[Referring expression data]
____________________

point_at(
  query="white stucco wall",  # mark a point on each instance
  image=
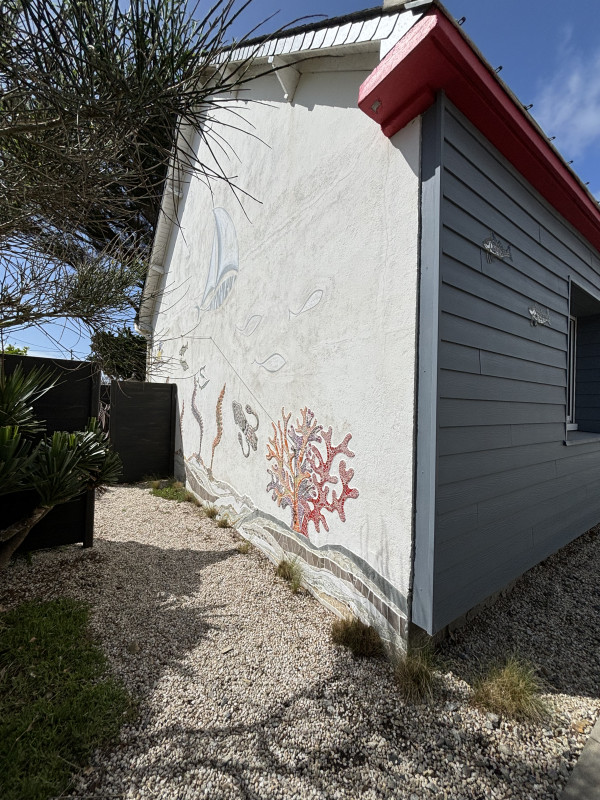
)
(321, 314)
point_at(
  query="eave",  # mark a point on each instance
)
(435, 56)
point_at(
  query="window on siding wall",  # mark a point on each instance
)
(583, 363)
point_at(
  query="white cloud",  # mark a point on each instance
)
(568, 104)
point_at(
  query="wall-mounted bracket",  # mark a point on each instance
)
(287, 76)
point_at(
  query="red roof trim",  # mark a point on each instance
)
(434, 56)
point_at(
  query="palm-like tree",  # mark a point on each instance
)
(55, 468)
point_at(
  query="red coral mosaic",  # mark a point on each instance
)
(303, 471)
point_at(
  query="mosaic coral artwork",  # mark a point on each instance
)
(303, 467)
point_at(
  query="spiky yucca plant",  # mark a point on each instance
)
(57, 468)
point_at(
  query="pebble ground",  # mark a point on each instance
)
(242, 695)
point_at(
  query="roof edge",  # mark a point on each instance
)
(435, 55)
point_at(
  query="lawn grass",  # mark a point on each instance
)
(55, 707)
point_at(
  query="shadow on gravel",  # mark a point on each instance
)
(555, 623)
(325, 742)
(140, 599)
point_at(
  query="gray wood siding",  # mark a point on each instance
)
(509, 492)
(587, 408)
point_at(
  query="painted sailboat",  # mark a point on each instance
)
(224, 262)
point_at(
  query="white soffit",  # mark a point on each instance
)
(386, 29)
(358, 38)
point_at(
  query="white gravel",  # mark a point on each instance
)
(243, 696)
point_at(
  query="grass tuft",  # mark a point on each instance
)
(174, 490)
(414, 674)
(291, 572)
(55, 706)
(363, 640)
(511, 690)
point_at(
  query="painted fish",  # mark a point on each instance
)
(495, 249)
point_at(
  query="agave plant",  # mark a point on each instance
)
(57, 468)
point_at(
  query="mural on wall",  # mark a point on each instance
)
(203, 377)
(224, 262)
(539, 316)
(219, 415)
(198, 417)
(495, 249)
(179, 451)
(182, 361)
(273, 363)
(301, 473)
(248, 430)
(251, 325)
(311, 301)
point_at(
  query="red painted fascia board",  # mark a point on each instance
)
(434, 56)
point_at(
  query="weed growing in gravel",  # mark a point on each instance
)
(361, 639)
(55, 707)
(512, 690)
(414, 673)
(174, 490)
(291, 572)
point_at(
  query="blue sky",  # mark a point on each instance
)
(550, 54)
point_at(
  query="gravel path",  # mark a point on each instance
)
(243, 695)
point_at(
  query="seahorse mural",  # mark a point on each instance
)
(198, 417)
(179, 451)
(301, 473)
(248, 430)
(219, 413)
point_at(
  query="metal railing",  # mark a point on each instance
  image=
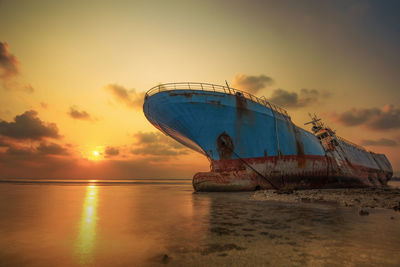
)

____________________

A single number is required: the count of lines in the data above that include the word "wall".

4